# Задания:
**a)** Ответь по тексту про Никиту и Лилю на три вопроса:
(i) Чьи сандалии мальчик приносит в первый раз?
(ii) Что Никита приносит во второй раз?
(iii) Что показывает Наташа, спрашивая, можно ли им вытереть?
**b)** Перескажи текст про Никиту и Лилю в двух предложениях.
**c)** Напиши продолжение текста про Никиту и Лилю, начиная сразу после его последнего предложения.

# Текст:
- - -
Мальчик приносит сандалии.
— Это Вероникины. Куда ты их взял? Где твои сандалики, Никит? — спрашивает Лилия. Никита бросается на поиски снова: на сей раз приносит тапочки из разных пар. На третий раз они идут искать обувь вместе с Лилей. Находят.
Никита весело болтает ногами в железном ведре. Тут возникает другая проблема — чем вытирать?
— Лиль, вот этим можно? — Наташа, одна из подопечных «Теремка», показывает кухонное полотенце.
— Только не ноги вытирать, — реагирует Лиля.
— А мы им уже пол помыли, — чуть тише уточняет Наташа.
— Это полотенце вообще-то! — Лиля возмущена. — Вон же тряпка половая висит!
Я спрашиваю Лилию, сколько детей, родителей и других подопечных приходят в Центр взросления в день.
- - -
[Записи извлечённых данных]
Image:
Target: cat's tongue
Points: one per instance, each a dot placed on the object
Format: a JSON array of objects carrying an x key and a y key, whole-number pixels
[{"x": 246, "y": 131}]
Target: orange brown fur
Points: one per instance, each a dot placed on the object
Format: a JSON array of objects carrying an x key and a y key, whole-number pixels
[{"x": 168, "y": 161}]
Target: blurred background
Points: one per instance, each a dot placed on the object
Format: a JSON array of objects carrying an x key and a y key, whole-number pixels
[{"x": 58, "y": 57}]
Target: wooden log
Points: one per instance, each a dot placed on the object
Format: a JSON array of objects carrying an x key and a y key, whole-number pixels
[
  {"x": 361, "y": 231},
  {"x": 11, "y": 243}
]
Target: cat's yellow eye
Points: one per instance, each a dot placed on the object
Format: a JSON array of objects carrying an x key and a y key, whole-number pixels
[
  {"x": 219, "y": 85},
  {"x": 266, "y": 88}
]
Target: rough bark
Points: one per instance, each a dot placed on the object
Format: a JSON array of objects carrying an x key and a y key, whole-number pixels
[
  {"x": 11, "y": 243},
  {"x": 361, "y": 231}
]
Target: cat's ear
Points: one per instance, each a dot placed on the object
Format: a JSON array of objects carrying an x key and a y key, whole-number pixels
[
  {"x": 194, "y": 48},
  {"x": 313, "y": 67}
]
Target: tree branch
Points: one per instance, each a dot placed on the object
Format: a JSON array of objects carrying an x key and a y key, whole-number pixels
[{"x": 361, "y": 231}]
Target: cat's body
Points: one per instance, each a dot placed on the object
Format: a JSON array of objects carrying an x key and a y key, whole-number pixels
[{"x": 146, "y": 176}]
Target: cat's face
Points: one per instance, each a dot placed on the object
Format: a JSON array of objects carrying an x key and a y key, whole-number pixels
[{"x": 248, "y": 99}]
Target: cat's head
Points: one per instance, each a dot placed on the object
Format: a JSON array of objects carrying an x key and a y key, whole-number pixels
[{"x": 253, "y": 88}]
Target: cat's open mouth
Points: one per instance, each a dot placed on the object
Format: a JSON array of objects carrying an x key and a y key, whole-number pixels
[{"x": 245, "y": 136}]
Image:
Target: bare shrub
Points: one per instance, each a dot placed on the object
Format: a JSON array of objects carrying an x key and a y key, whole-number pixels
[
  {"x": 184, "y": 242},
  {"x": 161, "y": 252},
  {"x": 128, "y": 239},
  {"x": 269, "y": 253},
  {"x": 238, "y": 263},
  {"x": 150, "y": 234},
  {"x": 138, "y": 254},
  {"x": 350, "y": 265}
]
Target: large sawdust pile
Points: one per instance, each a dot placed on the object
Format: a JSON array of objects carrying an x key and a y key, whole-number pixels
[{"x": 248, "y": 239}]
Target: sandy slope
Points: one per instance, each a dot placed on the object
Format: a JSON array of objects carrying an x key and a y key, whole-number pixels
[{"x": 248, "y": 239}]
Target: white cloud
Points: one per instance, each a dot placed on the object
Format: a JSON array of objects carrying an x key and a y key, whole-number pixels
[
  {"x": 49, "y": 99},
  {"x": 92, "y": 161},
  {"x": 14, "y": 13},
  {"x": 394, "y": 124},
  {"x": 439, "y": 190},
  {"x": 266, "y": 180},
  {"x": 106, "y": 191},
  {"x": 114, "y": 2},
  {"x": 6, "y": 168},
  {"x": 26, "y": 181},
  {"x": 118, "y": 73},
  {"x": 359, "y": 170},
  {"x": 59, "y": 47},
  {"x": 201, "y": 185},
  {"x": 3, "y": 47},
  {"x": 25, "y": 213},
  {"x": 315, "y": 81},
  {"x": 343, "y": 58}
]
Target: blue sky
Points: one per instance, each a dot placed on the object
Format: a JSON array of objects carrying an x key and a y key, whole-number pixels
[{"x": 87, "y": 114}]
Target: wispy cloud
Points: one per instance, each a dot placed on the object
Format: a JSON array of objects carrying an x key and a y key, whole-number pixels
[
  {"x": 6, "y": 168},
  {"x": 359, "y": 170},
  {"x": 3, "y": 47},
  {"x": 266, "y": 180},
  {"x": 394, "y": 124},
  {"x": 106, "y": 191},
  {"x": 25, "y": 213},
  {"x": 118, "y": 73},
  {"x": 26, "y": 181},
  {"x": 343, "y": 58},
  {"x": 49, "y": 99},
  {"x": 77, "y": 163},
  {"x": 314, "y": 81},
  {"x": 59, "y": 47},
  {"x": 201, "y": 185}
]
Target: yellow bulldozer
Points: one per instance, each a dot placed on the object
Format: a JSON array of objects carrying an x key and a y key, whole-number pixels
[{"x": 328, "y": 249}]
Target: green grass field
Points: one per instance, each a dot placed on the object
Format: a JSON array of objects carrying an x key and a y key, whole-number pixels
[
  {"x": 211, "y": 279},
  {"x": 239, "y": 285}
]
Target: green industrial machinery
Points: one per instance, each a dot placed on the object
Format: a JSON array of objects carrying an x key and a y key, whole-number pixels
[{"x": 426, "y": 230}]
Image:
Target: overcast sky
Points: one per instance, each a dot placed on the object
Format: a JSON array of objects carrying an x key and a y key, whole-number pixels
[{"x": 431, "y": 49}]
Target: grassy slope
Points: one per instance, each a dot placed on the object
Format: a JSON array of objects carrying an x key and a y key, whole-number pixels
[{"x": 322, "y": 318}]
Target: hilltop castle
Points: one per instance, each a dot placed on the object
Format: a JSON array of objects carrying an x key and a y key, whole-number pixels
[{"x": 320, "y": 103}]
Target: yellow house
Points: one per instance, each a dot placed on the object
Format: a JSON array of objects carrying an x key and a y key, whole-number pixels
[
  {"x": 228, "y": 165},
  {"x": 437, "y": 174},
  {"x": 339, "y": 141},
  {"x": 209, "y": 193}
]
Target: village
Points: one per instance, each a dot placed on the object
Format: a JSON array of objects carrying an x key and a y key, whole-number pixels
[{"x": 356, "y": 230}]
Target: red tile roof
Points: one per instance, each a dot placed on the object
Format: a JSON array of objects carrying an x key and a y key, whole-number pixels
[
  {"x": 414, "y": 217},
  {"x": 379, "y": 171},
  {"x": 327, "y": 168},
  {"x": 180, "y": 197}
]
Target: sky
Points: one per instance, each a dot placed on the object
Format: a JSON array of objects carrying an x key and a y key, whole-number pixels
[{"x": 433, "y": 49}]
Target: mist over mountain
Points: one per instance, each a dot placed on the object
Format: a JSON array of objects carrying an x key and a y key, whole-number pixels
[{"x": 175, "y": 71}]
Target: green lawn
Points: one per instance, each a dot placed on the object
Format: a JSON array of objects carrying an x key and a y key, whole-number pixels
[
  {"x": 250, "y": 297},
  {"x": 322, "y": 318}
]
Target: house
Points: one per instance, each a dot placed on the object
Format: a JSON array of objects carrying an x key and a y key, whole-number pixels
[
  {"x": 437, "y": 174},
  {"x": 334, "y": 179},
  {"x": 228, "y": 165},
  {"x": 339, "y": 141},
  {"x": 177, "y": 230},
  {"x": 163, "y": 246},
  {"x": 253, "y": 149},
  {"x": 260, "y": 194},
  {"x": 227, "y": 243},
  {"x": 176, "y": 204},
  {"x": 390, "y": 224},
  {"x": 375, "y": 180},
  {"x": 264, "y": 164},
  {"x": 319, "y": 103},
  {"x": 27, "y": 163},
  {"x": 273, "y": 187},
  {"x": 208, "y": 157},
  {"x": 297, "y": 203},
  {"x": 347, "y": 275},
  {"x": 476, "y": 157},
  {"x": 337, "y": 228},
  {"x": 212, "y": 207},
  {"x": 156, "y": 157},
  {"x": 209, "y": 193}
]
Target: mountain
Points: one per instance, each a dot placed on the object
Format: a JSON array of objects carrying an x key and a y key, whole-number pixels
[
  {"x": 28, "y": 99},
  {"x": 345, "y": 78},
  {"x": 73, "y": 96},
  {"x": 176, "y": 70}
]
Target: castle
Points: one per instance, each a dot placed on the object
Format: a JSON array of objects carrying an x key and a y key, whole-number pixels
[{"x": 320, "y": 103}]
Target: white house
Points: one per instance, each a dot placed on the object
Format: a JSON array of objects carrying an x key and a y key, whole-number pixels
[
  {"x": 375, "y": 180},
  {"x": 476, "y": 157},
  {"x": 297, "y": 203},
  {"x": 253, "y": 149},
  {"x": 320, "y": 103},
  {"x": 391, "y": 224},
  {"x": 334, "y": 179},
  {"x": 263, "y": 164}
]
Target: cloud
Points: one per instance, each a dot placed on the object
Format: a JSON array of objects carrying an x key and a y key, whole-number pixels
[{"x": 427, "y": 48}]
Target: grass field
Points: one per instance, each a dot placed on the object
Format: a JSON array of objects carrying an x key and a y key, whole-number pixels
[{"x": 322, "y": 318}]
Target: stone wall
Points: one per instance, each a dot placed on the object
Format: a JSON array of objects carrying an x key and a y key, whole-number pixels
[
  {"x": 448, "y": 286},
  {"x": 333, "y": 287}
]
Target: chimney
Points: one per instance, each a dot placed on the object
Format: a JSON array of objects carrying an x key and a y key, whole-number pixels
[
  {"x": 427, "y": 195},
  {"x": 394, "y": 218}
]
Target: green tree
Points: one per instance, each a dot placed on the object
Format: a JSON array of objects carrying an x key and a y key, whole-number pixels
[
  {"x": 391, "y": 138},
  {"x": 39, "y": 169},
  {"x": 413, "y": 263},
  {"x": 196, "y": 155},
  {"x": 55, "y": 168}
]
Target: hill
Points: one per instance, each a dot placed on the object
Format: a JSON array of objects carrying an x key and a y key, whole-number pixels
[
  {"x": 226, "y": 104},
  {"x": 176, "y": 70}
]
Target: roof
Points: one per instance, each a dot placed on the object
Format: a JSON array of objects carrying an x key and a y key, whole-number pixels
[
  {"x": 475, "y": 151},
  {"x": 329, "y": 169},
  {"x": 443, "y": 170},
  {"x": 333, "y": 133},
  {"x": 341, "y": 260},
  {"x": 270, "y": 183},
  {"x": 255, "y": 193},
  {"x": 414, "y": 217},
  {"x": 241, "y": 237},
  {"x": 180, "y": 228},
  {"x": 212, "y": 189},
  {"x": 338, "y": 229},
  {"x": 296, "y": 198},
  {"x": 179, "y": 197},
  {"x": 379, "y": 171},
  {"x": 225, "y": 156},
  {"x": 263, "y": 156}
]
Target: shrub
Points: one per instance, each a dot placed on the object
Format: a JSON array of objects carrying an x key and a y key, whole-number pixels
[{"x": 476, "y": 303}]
- - -
# Ответы:
**a)**
(i) Сандалии Вероники.
(ii) Тапочки из разных пар.
(iii) Кухонное полотенце.

**b)** Никита дважды приносит не свою обувь: сначала сандалии Вероники, потом тапочки из разных пар, и только вместе с Лилей находит нужную. Наташа предлагает вытереть ноги кухонным полотенцем, а потом признаётся, что им уже мыли пол, и Лиля возмущается, ведь рядом висит половая тряпка.

**c)**
— Десяток детей и примерно столько же взрослых.
— А какого возраста?
— Есть даже четырехмесячный малыш, — начинает Лиля.
— Мне пять, — встревает Никита.
— Никита у нас пишущий, читающий, считающий, в садик ходит — умнейший ребенок! А взрослым в основном 20–27. Есть 30-летний подопечный, он иногда приходит в гости — чай попить, узнать, как дела.
— В детском доме они ходили справить нужду по расписанию, – туалет открывали утром на полчаса и вечером на час. Когда у тебя в жизни регламентировано все, не остается пространства для собственных решений. Поэтому они безынициативные, не уверенные в себе, не умеют нести ответственность. Это не из-за сиротства, а из-за нашей системы воспитания сирот.
Лиля снова куда-то убегает, и я завожу разговор с сидящим рядом Сергеем, загорелым широкоплечим парнем с татуировками на предплечьях. Ему 26 лет, в девять он попал в приют, а в 12 — в детский дом. Сергей рассказывает о Стасе:
— Он мой воспитатель и крестный моего ребенка. Это был сильный человек — таких, наверное, уже не встретишь. Без Стаса атмосфера не та. Но смотрю, дети приходят.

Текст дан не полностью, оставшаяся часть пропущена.